(STATED PROBLEM) Write out the whole listing again, exactly as given.

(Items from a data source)
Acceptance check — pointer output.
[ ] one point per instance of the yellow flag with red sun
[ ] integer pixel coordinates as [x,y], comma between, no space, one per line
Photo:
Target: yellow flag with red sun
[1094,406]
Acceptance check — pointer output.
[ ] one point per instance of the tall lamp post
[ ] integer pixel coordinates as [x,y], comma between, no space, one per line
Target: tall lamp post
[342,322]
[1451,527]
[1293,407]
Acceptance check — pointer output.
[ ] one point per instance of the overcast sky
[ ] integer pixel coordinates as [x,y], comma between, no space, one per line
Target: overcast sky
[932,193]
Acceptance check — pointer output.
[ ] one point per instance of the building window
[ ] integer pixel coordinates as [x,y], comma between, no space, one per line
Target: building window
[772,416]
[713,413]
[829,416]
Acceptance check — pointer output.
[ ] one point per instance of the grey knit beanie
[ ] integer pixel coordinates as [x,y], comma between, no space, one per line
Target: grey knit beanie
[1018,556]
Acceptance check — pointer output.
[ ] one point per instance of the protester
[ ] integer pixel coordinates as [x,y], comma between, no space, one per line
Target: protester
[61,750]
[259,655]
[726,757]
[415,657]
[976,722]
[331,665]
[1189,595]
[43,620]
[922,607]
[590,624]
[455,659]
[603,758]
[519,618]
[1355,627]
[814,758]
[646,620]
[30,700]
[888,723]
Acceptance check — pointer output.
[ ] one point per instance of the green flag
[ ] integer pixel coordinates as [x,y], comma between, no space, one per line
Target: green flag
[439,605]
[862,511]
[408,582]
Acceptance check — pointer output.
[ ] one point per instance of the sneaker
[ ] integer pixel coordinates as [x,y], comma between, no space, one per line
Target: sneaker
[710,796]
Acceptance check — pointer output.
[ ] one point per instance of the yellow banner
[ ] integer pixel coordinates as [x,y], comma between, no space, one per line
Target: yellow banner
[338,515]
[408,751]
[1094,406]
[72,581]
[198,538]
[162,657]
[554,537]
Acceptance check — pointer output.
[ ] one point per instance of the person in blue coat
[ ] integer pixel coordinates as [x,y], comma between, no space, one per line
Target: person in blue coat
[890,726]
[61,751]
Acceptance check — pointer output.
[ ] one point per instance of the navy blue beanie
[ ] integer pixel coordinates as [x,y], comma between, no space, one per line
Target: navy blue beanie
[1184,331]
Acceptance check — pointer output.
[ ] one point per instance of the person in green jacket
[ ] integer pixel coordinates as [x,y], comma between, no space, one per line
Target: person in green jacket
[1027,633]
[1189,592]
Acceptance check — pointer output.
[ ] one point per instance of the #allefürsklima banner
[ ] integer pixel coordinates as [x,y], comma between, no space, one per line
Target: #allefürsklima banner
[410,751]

(ANSWER FOR THIS EXERCISE)
Acceptance check — pointer output.
[ ] one point per instance of the yellow flag with red sun
[ ] integer pixel coordinates as [x,y], comma between, no space, one per line
Photo:
Target: yellow flag with red sun
[1094,406]
Acceptance check — pointer output.
[ ] one point per instance of the tall lamp post
[ ] integer pixel coordinates as [x,y], comma between, no space, one per line
Target: tall lamp post
[342,322]
[1451,527]
[1293,407]
Acceptance check — pointer output.
[ ] one point per instance of the overcast sky
[ ] integer pixel coordinates as [x,y], comma between, no space, one per line
Target: overcast sky
[932,193]
Acceptance check — pointer output.
[ ] one point per instance of the building window
[ ] integer pixel coordinates as [x,y], comma between, no space, one per line
Target: building window
[772,416]
[713,413]
[829,416]
Acceptance check — pointer output.
[ ] one point per instance of the grey knit beanie
[ ] integer pixel coordinates as [x,y], comma between, no space, one per line
Target: grey knit beanie
[1018,556]
Acceptance check — pointer output.
[ ] one point per instance of the protester
[ ] integer pixel coordinates as [x,y], comma between, no space, one per line
Target: protester
[61,750]
[259,655]
[726,757]
[415,657]
[976,722]
[331,665]
[1189,595]
[43,620]
[922,607]
[590,624]
[455,659]
[603,758]
[519,618]
[1355,627]
[814,758]
[646,620]
[30,700]
[888,723]
Acceptance check — pointer output.
[ ] one point per instance of the green flag
[ ] integer pixel coordinates as [x,y], comma between, no space, one per line
Target: green flag
[439,605]
[862,511]
[408,582]
Acceptance check — pointer output.
[ ] one point per instance of the sneaker
[ ] integer pixel coordinates as [x,y], comma between, no space, one per line
Target: sneaker
[710,796]
Acceptance check — pointer output.
[ ] one point per instance of the yellow banner
[ ] integer pixel coordinates as [x,y], comma between, no space, one per line
Target: yellow banner
[338,515]
[408,751]
[1094,406]
[72,581]
[198,538]
[162,657]
[554,537]
Acceptance check — pointer output.
[ ] one point per instance of the person in blue coat
[ ] integer pixel coordinates as [x,y], comma between, no space, one per line
Target: person in blue coat
[890,726]
[61,751]
Acceptance check — pointer output.
[ ] one point per instance of the navy blue beanie
[ ] integer pixel coordinates as [x,y], comma between, no space, one per line
Target: navy blue beanie
[1184,331]
Acceptance check — pointer output.
[ ] one point per instance of the person in green jacket
[ ] integer pixel coordinates as [x,y], comma between, no space, one per line
Target: person in green jacket
[1027,633]
[1189,592]
Acceptance check — pointer output.
[ ] one point per instance of the #allefürsklima banner
[ ] integer pixel coordinates as [x,y], comma between, no space, one per line
Target: #allefürsklima banner
[410,751]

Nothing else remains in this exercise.